Given request |
Reproduce the lines of the entries between the line holding "the rocky peak" and the line holding "x=131 y=306", inclusive, swapping "patch of snow" for "snowfield" and changing nothing else. Return only those lines.
----------
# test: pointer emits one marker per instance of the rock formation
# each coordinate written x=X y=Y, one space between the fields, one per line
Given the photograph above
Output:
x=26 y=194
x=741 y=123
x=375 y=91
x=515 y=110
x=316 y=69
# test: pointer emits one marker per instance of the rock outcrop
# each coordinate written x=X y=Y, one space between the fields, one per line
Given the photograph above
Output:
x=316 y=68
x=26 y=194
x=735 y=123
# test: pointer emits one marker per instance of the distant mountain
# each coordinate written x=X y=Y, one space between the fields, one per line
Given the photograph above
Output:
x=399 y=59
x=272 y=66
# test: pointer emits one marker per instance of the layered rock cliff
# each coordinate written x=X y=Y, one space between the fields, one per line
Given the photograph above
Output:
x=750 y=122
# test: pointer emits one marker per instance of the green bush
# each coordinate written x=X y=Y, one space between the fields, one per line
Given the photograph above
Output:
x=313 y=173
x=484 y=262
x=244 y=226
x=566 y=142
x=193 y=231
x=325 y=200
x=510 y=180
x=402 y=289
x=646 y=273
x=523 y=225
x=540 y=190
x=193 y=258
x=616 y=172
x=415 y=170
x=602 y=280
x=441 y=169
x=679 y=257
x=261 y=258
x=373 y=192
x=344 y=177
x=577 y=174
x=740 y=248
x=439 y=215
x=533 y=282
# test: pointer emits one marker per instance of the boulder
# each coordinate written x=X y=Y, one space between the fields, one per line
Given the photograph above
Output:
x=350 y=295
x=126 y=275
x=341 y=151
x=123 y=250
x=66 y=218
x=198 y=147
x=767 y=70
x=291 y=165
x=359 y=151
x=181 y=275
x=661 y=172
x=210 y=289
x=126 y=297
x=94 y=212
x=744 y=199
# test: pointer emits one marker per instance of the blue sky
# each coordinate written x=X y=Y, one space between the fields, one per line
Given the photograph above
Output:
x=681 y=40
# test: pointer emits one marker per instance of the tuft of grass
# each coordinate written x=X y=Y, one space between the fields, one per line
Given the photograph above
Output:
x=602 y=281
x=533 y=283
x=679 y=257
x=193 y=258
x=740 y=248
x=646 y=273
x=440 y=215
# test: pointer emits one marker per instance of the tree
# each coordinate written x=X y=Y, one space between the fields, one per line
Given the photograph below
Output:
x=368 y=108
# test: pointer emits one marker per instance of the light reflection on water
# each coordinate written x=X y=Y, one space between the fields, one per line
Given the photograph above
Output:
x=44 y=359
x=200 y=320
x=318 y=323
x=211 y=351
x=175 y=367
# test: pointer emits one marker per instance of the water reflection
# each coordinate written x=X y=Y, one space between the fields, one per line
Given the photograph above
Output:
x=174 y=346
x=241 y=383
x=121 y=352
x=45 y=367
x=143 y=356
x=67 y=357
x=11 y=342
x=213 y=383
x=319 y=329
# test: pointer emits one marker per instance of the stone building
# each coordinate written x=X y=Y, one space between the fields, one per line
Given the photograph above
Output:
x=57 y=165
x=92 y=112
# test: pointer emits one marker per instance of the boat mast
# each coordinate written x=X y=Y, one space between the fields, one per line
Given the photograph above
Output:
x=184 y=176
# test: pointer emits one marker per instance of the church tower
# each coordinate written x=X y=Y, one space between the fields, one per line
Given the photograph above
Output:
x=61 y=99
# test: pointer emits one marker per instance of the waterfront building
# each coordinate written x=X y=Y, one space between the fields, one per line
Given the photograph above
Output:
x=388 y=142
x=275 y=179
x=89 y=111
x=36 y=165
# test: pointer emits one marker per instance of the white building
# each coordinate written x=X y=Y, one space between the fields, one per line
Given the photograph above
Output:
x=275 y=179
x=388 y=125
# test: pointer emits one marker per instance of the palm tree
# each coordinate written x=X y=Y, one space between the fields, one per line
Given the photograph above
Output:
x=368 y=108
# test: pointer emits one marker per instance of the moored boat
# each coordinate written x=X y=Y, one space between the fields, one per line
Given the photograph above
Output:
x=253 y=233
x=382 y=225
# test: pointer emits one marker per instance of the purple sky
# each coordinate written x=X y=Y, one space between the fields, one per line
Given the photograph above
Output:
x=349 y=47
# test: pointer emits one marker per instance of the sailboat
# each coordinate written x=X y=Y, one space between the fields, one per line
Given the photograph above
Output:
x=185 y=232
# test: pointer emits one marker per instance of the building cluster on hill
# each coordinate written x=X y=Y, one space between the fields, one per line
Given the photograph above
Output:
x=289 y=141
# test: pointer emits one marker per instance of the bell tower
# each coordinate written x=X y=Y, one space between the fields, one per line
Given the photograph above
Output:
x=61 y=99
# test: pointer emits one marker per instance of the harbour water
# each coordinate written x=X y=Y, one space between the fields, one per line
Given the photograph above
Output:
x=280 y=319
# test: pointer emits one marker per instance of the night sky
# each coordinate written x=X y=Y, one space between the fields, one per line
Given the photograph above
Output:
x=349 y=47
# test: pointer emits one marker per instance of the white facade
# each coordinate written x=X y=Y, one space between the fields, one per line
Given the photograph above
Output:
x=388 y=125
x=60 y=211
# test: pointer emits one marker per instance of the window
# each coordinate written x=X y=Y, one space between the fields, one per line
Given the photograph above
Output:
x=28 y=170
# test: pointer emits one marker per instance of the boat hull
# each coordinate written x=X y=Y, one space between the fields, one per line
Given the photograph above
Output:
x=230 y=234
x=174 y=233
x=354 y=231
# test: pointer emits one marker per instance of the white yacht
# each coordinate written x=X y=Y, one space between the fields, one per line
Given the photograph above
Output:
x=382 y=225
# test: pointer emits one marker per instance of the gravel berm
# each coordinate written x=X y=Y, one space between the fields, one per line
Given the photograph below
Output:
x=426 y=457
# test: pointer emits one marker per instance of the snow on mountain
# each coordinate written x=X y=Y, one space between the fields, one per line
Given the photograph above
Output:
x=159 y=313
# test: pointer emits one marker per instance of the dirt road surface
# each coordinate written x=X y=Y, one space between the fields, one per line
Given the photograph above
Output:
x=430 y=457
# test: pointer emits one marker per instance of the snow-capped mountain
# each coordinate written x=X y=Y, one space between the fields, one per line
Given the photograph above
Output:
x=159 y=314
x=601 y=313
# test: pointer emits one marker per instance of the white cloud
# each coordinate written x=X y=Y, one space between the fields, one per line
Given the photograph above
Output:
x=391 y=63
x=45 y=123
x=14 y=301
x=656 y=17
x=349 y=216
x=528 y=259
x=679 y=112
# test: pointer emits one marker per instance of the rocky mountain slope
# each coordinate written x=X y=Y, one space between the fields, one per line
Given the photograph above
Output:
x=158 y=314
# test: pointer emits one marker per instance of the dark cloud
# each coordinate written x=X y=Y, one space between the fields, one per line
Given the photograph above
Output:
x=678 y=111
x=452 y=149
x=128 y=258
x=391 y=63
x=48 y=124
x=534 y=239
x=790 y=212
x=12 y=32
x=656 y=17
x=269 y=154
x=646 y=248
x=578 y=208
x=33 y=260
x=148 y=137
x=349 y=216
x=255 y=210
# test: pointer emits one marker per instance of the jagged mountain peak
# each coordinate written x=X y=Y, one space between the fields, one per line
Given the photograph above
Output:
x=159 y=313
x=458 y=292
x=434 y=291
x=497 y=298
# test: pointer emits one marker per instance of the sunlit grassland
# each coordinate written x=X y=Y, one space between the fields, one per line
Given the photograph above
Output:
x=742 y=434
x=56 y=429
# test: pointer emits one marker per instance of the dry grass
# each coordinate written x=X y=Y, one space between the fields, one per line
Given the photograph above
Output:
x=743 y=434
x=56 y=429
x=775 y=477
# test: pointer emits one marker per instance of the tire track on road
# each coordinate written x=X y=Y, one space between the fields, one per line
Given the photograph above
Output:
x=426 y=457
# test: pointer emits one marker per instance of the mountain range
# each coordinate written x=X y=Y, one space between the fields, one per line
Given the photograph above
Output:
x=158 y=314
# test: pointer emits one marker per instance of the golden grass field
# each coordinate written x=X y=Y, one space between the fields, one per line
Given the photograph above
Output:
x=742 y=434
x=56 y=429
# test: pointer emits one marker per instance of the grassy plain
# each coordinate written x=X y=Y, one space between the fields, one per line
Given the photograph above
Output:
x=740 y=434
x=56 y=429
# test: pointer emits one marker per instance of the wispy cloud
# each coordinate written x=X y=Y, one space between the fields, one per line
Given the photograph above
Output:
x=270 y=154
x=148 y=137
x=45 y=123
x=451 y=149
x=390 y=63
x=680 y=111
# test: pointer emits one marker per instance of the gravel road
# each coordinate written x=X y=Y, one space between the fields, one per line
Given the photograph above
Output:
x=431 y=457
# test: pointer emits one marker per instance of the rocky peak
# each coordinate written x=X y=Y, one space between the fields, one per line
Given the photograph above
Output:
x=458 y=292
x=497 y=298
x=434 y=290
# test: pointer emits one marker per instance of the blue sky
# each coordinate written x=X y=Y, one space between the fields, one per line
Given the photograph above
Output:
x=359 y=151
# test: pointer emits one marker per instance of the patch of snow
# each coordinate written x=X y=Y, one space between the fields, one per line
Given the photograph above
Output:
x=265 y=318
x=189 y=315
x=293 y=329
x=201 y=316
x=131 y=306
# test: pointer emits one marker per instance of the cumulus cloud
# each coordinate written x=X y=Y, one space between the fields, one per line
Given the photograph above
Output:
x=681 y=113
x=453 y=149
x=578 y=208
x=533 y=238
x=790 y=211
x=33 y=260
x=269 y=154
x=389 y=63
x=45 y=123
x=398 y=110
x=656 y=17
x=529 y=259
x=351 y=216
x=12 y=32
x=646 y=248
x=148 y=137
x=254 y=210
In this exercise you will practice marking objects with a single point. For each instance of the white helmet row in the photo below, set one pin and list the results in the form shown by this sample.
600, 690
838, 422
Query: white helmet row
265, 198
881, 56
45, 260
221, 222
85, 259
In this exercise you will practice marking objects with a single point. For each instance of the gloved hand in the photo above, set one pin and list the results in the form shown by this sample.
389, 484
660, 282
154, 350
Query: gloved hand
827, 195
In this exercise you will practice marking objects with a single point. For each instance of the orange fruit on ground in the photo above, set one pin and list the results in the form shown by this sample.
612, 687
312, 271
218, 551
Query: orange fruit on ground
----------
Solution for this exercise |
# test: pointer emits one marker per instance of the rocky peak
# each coordinate written x=X y=Y, one space between the fields, one per line
Given the photograph above
Output:
x=458 y=292
x=497 y=298
x=434 y=290
# test: pointer emits one marker per instance of the blue sky
# each coordinate written x=X y=Y, one space between the fields, one per line
Given the photograph above
Output:
x=359 y=151
# test: pointer emits one marker per instance of the snowfield
# each coordinate written x=X y=Y, one space between the fields, one per line
Given the photograph above
Output:
x=265 y=318
x=189 y=315
x=293 y=329
x=201 y=316
x=131 y=306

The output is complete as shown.